- **PROBLEM DESCRIPTION**:
Reproduce every line of the listing as written, apart from the pictures.

- **TASK MATERIAL**:
━━━━━━
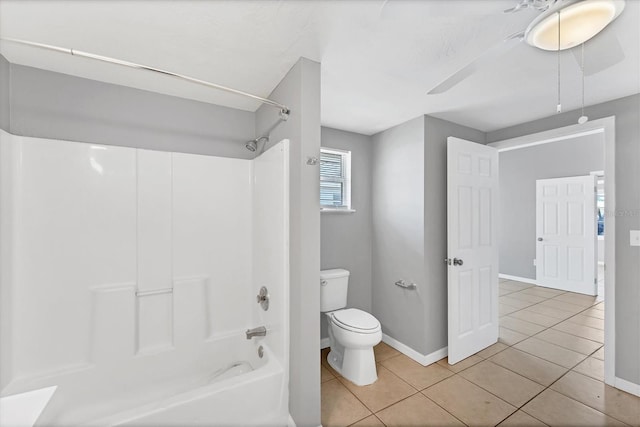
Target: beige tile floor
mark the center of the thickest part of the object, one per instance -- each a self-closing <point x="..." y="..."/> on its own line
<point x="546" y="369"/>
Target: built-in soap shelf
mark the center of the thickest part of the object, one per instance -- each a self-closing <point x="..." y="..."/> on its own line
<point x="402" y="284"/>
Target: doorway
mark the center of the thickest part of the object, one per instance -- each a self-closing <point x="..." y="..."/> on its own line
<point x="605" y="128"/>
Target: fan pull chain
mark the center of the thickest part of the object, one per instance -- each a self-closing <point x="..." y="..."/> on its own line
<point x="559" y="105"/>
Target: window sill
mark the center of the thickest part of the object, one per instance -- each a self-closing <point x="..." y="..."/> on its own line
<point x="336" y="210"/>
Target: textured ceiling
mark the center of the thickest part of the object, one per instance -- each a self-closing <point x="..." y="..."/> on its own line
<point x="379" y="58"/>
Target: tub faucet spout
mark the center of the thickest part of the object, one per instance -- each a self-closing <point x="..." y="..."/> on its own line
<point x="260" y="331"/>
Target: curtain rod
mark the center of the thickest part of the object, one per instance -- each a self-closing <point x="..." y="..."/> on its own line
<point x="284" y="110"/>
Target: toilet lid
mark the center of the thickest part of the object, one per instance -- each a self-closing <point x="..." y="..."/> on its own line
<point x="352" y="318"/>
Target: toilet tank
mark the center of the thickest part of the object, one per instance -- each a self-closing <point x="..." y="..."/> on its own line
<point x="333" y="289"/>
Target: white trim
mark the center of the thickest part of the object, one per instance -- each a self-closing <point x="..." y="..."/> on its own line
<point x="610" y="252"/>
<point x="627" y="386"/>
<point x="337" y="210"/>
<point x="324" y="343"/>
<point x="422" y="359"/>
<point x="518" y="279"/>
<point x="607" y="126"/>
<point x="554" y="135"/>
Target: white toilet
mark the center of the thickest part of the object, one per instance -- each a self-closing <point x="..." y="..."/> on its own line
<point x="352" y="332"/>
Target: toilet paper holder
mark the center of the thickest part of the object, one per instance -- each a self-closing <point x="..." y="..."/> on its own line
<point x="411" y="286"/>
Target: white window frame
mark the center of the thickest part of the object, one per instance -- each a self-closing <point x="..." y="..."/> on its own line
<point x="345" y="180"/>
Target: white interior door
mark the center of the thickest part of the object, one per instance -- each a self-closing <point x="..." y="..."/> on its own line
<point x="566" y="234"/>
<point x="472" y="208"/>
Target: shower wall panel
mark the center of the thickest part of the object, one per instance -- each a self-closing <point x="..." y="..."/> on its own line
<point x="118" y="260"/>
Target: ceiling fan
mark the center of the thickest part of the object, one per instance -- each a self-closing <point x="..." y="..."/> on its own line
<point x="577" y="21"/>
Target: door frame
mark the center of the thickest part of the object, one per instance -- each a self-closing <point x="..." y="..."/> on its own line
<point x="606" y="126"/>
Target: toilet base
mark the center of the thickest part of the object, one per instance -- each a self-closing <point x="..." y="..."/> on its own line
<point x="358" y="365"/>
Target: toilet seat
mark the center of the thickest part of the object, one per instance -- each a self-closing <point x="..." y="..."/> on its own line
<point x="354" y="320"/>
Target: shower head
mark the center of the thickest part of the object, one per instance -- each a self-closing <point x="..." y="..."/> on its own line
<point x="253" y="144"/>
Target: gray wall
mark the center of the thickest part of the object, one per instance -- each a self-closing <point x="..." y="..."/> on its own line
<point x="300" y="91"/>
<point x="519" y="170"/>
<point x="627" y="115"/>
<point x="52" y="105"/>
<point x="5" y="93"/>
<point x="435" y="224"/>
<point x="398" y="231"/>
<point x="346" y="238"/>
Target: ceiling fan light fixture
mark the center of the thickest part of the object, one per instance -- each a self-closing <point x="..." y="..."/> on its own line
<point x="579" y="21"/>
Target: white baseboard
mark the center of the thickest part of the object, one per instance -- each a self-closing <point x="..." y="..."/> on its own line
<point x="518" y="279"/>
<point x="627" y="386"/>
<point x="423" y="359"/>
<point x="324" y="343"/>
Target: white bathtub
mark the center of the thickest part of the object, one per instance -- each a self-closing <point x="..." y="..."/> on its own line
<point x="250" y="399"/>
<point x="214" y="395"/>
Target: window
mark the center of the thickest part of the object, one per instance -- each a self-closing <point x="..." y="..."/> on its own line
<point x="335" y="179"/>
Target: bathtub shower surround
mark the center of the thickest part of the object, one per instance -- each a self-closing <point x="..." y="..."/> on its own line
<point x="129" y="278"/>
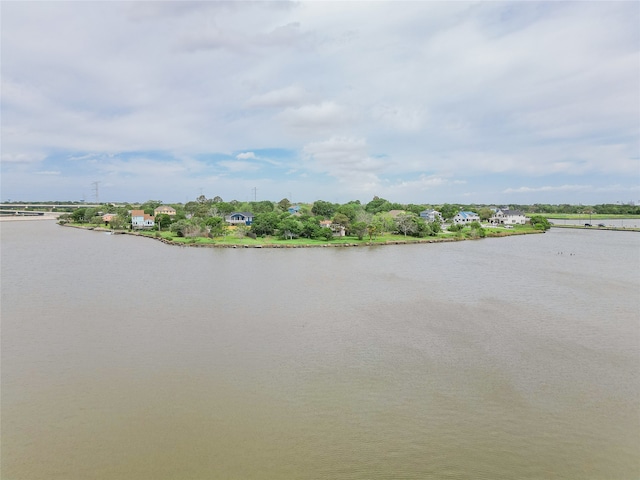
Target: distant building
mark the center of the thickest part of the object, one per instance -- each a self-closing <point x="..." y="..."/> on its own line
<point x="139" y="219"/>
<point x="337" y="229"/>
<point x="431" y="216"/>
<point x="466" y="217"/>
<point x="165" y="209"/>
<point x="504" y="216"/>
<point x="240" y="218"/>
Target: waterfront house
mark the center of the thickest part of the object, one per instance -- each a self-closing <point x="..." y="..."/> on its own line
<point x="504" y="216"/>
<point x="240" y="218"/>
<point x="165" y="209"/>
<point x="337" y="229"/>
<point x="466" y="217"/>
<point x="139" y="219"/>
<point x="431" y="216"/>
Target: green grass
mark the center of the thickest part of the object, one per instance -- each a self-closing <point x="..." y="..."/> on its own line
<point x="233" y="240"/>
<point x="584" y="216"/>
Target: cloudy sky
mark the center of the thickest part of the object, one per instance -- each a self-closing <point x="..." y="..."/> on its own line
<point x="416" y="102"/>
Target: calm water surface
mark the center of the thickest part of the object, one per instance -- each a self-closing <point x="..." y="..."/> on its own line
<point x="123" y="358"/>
━━━━━━
- **RIGHT ANSWER**:
Target: beige tile floor
mark the center of the thickest part of the object, one per instance -- each a self-closing <point x="..." y="..."/> on its own line
<point x="546" y="369"/>
Target: built-in soap shelf
mark the center of the thickest part of the object, one per instance -- each a self-closing <point x="..." y="..."/> on its own line
<point x="402" y="284"/>
Target: doorway
mark the center of the thickest part of the object, one per instance -- each a self-closing <point x="..." y="..."/> on its own line
<point x="605" y="128"/>
Target: fan pull chain
mark the center of the thickest part of the object, one per instance -- each a self-closing <point x="..." y="..."/> on its own line
<point x="559" y="105"/>
Target: window sill
mark the center of the thickest part of the object, one per instance -- each a self-closing <point x="..." y="..."/> on its own line
<point x="336" y="210"/>
Target: textured ceiling
mark the center of the thickest part of the object, one per instance -- each a self-closing <point x="..." y="..."/> on its own line
<point x="379" y="58"/>
Target: tub faucet spout
mark the center of the thickest part of the object, one per instance -- each a self-closing <point x="..." y="..."/> on its own line
<point x="260" y="331"/>
Target: curtain rod
mark the center of the thickest part of the object, one per instance -- each a self-closing <point x="..." y="..."/> on its own line
<point x="284" y="110"/>
Target: toilet lid
mark the center of the thickest part of the object, one per instance -- each a self-closing <point x="..." y="..."/> on its own line
<point x="352" y="318"/>
Target: toilet tank
mark the center of the thickest part of the object, one per instance -- each a self-closing <point x="..." y="..."/> on its own line
<point x="333" y="289"/>
Target: white trim
mark the center of the thickest part of the object, one per instance -- each a self-closing <point x="..." y="..."/> on its own line
<point x="610" y="252"/>
<point x="627" y="386"/>
<point x="337" y="210"/>
<point x="324" y="343"/>
<point x="422" y="359"/>
<point x="518" y="279"/>
<point x="607" y="126"/>
<point x="554" y="135"/>
Target: white toilet
mark the center of the thickest part of the object, one per instance -- each a self-closing <point x="..." y="..."/> on its own line
<point x="352" y="332"/>
Target: toilet paper holder
mark the center of the thickest part of the object, one per instance -- each a self-closing <point x="..." y="..."/> on its own line
<point x="411" y="286"/>
Target: white window frame
mark the center of the thickest part of the object, one per instance -- each a self-closing <point x="..." y="..."/> on its own line
<point x="345" y="180"/>
Target: white interior door
mark the center of the thickest part of the object, one per instance -- each a self-closing <point x="..." y="..."/> on its own line
<point x="566" y="234"/>
<point x="472" y="208"/>
Target: shower wall panel
mark the center of the thickest part of the object, one per instance -- each a self-closing <point x="..." y="..."/> on its own line
<point x="118" y="260"/>
Target: ceiling fan
mark the center of the thickest part of the object, one per instance -- each a self-closing <point x="..." y="..."/> on its own line
<point x="577" y="21"/>
Target: door frame
mark the center of the thickest part of the object, one per instance -- each a self-closing <point x="..." y="..."/> on its own line
<point x="606" y="126"/>
Target: toilet base
mark the center of the thickest part of the object, one per instance -- each a self-closing <point x="..." y="..."/> on its own line
<point x="358" y="365"/>
Target: toilet seat
mark the center of the thickest part of the object, one per instance -- each a self-closing <point x="..." y="..."/> on its own line
<point x="354" y="320"/>
Target: shower head
mark the center of the thickest part of the object, one per instance -- each a self-closing <point x="..." y="..."/> on its own line
<point x="253" y="144"/>
Target: gray wall
mark the center of the thickest part of the object, one per instance -- each a self-closing <point x="..." y="..."/> on its own line
<point x="300" y="91"/>
<point x="519" y="170"/>
<point x="627" y="115"/>
<point x="52" y="105"/>
<point x="5" y="93"/>
<point x="435" y="224"/>
<point x="398" y="231"/>
<point x="346" y="238"/>
Target: ceiling fan light fixture
mark the center of the thickest part of the object, one per instance -- each a self-closing <point x="..." y="..."/> on its own line
<point x="579" y="21"/>
Target: white baseboard
mark the center of the thickest part of the object, one per instance -- each a self-closing <point x="..." y="..."/> on its own line
<point x="518" y="279"/>
<point x="627" y="386"/>
<point x="423" y="359"/>
<point x="324" y="343"/>
Target: white bathtub
mark the center of the thickest part of the object, one per instance -- each a self-closing <point x="..." y="..."/> on its own line
<point x="250" y="399"/>
<point x="214" y="395"/>
Target: window
mark the center of the thickest part of the object, one per instance -- each a self-closing <point x="..." y="..."/> on its own line
<point x="335" y="179"/>
Target: bathtub shower surround
mark the center of the thickest part of the object, one per instance -- each a self-closing <point x="..." y="..."/> on its own line
<point x="129" y="278"/>
Target: distant building
mark the center of the thickest part of the object, one per instance -- each a self-closing <point x="..." y="..."/> on its own line
<point x="139" y="219"/>
<point x="337" y="229"/>
<point x="431" y="216"/>
<point x="466" y="217"/>
<point x="165" y="209"/>
<point x="504" y="216"/>
<point x="240" y="218"/>
Target: waterfront house
mark the center of the thickest part of the object, one per instance -- each a self-closing <point x="..." y="..."/> on its own line
<point x="504" y="216"/>
<point x="240" y="218"/>
<point x="165" y="209"/>
<point x="337" y="229"/>
<point x="466" y="217"/>
<point x="139" y="219"/>
<point x="431" y="216"/>
Target: green grass
mark the center of the thickest part of the object, one per instance -- each a self-closing <point x="..." y="..."/> on its own line
<point x="233" y="240"/>
<point x="584" y="216"/>
Target: cloudy sky
mark the center of the thickest part of the object, one per instance -- each a self-closing <point x="..." y="..."/> on its own line
<point x="416" y="102"/>
Target: calm water surface
mark the center of the thickest part of the object, one per instance -- each a self-closing <point x="..." y="..."/> on its own line
<point x="123" y="358"/>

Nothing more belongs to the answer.